自分らしく走り続ける!“妄想”を研ぎ澄ませるヒント
クリエイティブサロン Vol.168 石橋智香氏

今回のゲストスピーカーは、石橋智香さん。ファッションイラストレーター・デザイナーでありながら、大学や専門学校で非常勤講師を務め、さらにトークイベントも開催するなどその活動内容は超パワフル! よく「いつも楽しそう」と言われるという、笑顔が印象的な石橋さんだが、実は様々な経験から人生を“オモロおかしく”する方法を体現していた。そんな石橋さんの考え方や、行動を起こすコツなどを教えてもらう。

石橋智香氏

仕事も人間関係も円滑になる「妄想のススメ」

◆ 提供情報:

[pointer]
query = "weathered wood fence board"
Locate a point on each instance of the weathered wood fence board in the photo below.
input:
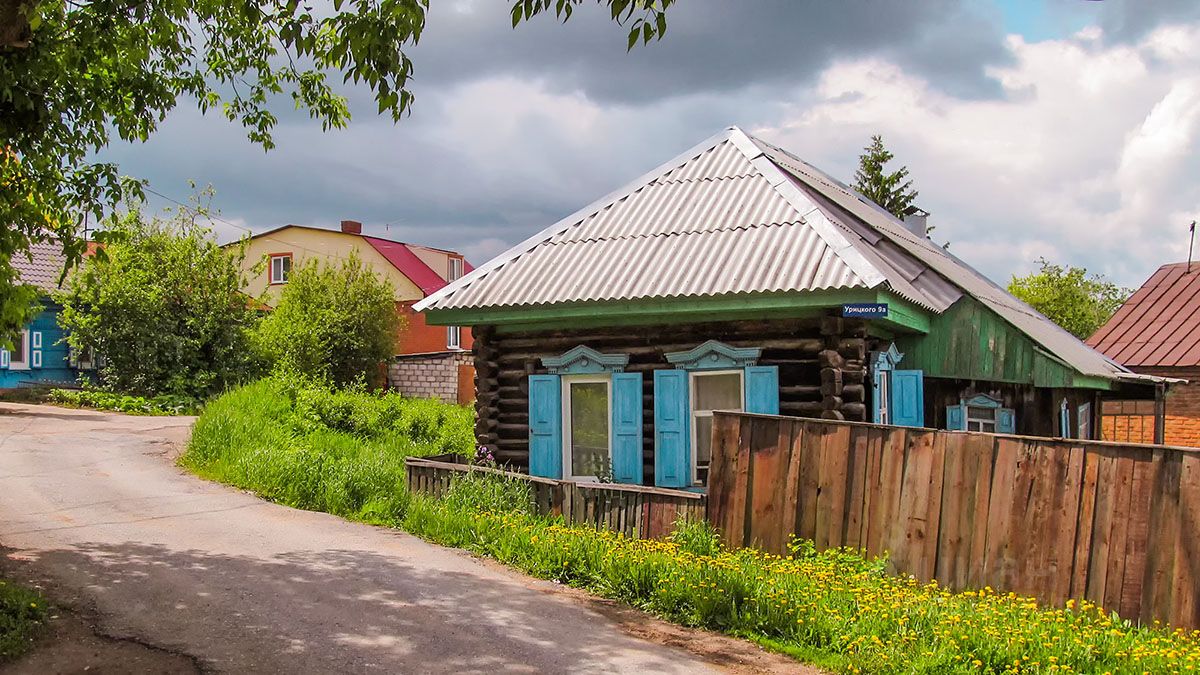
(1114, 524)
(636, 511)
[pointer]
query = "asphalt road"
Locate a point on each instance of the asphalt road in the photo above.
(95, 502)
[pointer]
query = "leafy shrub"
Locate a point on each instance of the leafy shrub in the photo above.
(834, 608)
(301, 443)
(96, 399)
(335, 323)
(22, 614)
(162, 303)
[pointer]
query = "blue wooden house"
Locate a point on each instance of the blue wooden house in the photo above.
(738, 276)
(40, 356)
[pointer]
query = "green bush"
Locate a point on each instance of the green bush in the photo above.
(331, 322)
(22, 614)
(163, 304)
(305, 444)
(96, 399)
(833, 608)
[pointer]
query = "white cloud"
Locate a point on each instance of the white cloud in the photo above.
(1091, 157)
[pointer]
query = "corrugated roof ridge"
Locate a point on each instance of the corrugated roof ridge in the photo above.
(678, 232)
(575, 217)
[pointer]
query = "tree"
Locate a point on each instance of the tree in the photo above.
(165, 308)
(75, 72)
(335, 323)
(888, 190)
(1069, 297)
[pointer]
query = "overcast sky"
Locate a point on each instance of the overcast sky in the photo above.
(1063, 129)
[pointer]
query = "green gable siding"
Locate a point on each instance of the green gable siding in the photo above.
(969, 341)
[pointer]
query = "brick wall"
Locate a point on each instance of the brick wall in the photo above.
(1182, 414)
(433, 376)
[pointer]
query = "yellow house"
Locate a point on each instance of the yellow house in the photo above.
(431, 360)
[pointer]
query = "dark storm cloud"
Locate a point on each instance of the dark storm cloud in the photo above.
(711, 46)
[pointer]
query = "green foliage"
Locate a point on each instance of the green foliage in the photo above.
(123, 402)
(1069, 297)
(301, 443)
(331, 322)
(163, 305)
(23, 613)
(834, 607)
(490, 493)
(75, 75)
(888, 190)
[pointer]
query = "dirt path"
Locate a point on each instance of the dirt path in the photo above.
(162, 573)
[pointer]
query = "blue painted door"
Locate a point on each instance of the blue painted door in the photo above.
(546, 425)
(762, 389)
(627, 428)
(907, 398)
(672, 431)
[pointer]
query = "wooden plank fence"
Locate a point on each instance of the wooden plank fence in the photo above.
(1114, 524)
(636, 511)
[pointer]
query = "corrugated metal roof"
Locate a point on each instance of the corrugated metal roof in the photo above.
(42, 267)
(1159, 324)
(708, 222)
(739, 215)
(1041, 329)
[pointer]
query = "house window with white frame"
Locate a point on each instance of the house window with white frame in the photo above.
(587, 434)
(281, 267)
(454, 333)
(711, 390)
(18, 357)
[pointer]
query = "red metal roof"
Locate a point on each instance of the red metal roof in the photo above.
(1159, 324)
(407, 262)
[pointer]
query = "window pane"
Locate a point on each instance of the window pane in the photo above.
(718, 392)
(18, 348)
(589, 429)
(976, 412)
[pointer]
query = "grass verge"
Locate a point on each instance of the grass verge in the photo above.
(834, 609)
(22, 616)
(304, 444)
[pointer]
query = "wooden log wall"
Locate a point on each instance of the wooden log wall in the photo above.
(1114, 524)
(635, 511)
(822, 370)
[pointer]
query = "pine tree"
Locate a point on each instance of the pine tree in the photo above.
(888, 190)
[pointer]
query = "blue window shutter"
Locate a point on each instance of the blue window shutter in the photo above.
(957, 418)
(545, 425)
(907, 398)
(762, 389)
(1006, 420)
(877, 376)
(672, 429)
(627, 428)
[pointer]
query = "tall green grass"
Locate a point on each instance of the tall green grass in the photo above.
(304, 444)
(22, 615)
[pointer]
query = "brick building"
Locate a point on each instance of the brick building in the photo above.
(1157, 332)
(429, 358)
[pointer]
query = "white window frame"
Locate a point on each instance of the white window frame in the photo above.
(568, 380)
(13, 364)
(693, 413)
(283, 275)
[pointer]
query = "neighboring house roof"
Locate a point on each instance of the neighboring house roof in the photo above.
(1159, 324)
(43, 266)
(736, 215)
(399, 254)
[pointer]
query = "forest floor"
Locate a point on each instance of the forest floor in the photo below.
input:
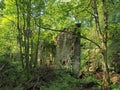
(12, 77)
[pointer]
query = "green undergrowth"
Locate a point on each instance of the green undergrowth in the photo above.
(13, 77)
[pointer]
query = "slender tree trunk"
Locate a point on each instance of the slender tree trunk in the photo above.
(19, 34)
(103, 38)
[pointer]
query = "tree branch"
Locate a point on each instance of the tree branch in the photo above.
(91, 41)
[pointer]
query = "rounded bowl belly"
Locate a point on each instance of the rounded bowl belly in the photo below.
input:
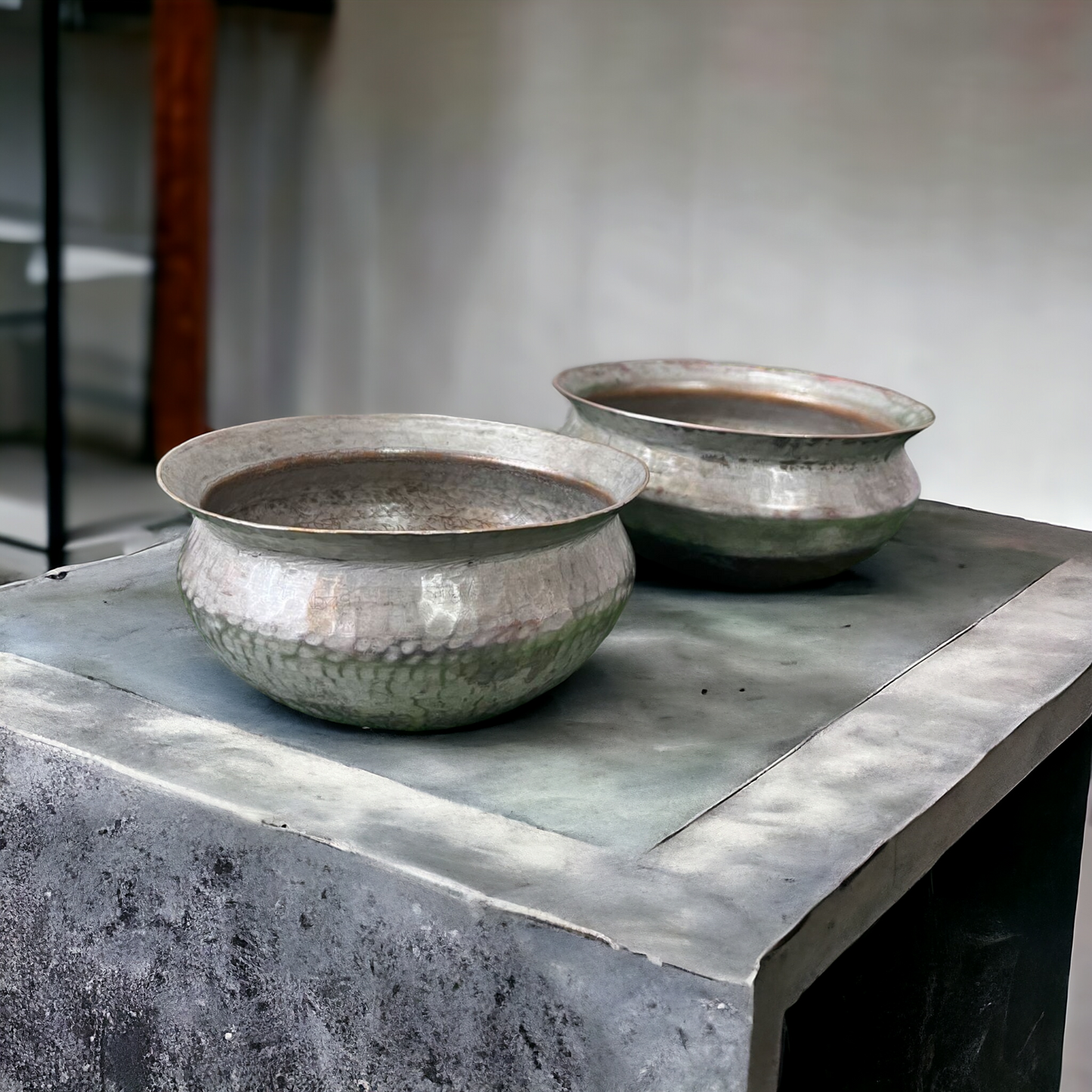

◆ 課題内容: 石橋智香さんを招いたクリエイティブサロンの紹介記事を、最後の見出し「仕事も人間関係も円滑になる「妄想のススメ」」の後から書き継ぐこと。

◆ 解答例:
高校時代にファッションの楽しさに目覚め、大阪モード学園に入学。卒業後は大手アパレル商社のデザイナー職を経て、フリーへと転身した石橋さん。
もともとは“石橋を叩いて渡る”怖がりだったというが、その臆病な性格を打破させてくれたのは、心から仕事を楽しむ大人たちだった。
「子どもの頃はかなり根暗でしたよ。振り返れば、10代が一番辛く苦しかった。変わる事のない環境の中でもがいていました」
影響を受けたのは、デザイナーだったお父様と中学時代の吹奏楽部の恩師。「父の仕事への姿勢は子どもながらに憧れました。とにかく熱量が凄くて、真剣で、全力で。顧問の先生も破天荒で、こんなの無理、できっこないと思う事を実現させてしまうんです。生徒より、先生が一番楽しんでいましたね」。そのパワーは弱小だった吹奏楽部を全国大会に出場するまでに育て上げる。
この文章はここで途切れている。